----- RECORDS TO PROCESS -----
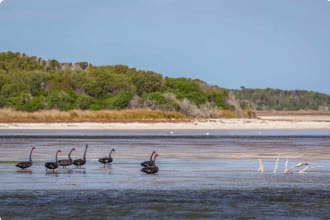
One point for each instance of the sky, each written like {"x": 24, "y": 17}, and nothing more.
{"x": 282, "y": 44}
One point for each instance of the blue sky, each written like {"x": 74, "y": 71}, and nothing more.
{"x": 281, "y": 44}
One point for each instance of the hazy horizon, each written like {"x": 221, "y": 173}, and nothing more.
{"x": 256, "y": 44}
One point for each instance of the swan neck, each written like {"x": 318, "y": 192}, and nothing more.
{"x": 70, "y": 154}
{"x": 85, "y": 152}
{"x": 110, "y": 153}
{"x": 30, "y": 157}
{"x": 56, "y": 156}
{"x": 152, "y": 154}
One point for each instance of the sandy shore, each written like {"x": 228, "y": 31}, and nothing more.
{"x": 261, "y": 123}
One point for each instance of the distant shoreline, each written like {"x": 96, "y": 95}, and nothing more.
{"x": 270, "y": 120}
{"x": 211, "y": 124}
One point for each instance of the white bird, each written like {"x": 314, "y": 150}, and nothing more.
{"x": 276, "y": 164}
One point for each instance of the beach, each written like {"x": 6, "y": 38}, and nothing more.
{"x": 264, "y": 122}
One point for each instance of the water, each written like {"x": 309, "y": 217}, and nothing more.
{"x": 202, "y": 175}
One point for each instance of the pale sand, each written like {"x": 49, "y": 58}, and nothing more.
{"x": 262, "y": 123}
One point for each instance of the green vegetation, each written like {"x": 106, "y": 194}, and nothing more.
{"x": 33, "y": 84}
{"x": 274, "y": 99}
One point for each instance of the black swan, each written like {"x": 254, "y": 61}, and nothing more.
{"x": 107, "y": 160}
{"x": 52, "y": 165}
{"x": 66, "y": 162}
{"x": 80, "y": 162}
{"x": 149, "y": 162}
{"x": 26, "y": 164}
{"x": 151, "y": 169}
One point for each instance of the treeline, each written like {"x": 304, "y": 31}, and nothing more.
{"x": 275, "y": 99}
{"x": 31, "y": 84}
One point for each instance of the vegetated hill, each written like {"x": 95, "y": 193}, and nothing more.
{"x": 275, "y": 99}
{"x": 30, "y": 83}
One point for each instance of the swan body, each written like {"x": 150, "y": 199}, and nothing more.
{"x": 52, "y": 165}
{"x": 80, "y": 162}
{"x": 66, "y": 162}
{"x": 149, "y": 162}
{"x": 151, "y": 169}
{"x": 107, "y": 160}
{"x": 26, "y": 164}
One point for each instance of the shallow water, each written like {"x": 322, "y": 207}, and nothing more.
{"x": 202, "y": 175}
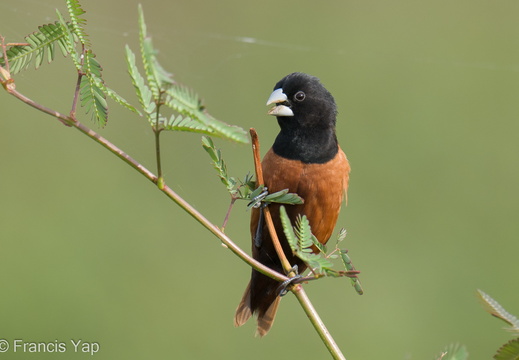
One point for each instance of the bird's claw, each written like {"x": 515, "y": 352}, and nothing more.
{"x": 282, "y": 288}
{"x": 256, "y": 201}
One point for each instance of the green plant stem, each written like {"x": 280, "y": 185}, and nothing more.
{"x": 297, "y": 289}
{"x": 69, "y": 121}
{"x": 318, "y": 324}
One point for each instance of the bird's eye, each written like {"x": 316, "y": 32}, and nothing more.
{"x": 299, "y": 96}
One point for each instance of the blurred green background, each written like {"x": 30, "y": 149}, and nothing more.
{"x": 428, "y": 101}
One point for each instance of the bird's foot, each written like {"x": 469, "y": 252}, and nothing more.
{"x": 282, "y": 289}
{"x": 257, "y": 200}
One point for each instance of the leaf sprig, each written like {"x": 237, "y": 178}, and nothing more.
{"x": 68, "y": 35}
{"x": 306, "y": 247}
{"x": 510, "y": 350}
{"x": 246, "y": 189}
{"x": 157, "y": 89}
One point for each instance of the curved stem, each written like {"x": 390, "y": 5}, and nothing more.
{"x": 298, "y": 290}
{"x": 67, "y": 120}
{"x": 318, "y": 324}
{"x": 287, "y": 267}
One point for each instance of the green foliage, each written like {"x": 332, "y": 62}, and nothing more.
{"x": 67, "y": 34}
{"x": 157, "y": 89}
{"x": 510, "y": 350}
{"x": 92, "y": 96}
{"x": 246, "y": 189}
{"x": 77, "y": 22}
{"x": 454, "y": 352}
{"x": 306, "y": 247}
{"x": 40, "y": 42}
{"x": 495, "y": 309}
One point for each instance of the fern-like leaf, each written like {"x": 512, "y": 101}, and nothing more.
{"x": 115, "y": 96}
{"x": 180, "y": 123}
{"x": 40, "y": 42}
{"x": 300, "y": 241}
{"x": 509, "y": 351}
{"x": 143, "y": 92}
{"x": 495, "y": 309}
{"x": 454, "y": 352}
{"x": 91, "y": 94}
{"x": 75, "y": 11}
{"x": 69, "y": 41}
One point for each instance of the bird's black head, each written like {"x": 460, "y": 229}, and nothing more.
{"x": 306, "y": 113}
{"x": 304, "y": 98}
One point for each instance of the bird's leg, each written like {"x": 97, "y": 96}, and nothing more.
{"x": 282, "y": 288}
{"x": 258, "y": 236}
{"x": 256, "y": 201}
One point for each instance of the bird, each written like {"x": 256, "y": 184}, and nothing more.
{"x": 305, "y": 159}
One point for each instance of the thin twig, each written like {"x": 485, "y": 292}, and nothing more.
{"x": 4, "y": 53}
{"x": 268, "y": 217}
{"x": 154, "y": 179}
{"x": 226, "y": 219}
{"x": 78, "y": 85}
{"x": 316, "y": 321}
{"x": 298, "y": 290}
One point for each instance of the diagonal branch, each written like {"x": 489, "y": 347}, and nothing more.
-----
__EXERCISE PROMPT__: Extract the closing run of lines, starting with the one containing "One point for each instance of the bird's black" and ending at the last, exactly as written.

__OUTPUT OF THE TASK__:
One point for each instance of the bird's black head, each written like {"x": 460, "y": 229}, and nothing more.
{"x": 306, "y": 113}
{"x": 304, "y": 98}
One point for each instance of the bird's leg, each written like {"x": 97, "y": 96}, and nothing more.
{"x": 282, "y": 288}
{"x": 258, "y": 236}
{"x": 256, "y": 201}
One point for each instance of the bird, each written like {"x": 256, "y": 184}, and nothing more.
{"x": 305, "y": 159}
One point for each instance of the thin twig, each written like {"x": 485, "y": 292}, and nothing more.
{"x": 4, "y": 53}
{"x": 268, "y": 217}
{"x": 154, "y": 179}
{"x": 226, "y": 219}
{"x": 78, "y": 85}
{"x": 316, "y": 321}
{"x": 298, "y": 290}
One point for each instance of the diagonal branch, each written like {"x": 489, "y": 347}, and nothing more.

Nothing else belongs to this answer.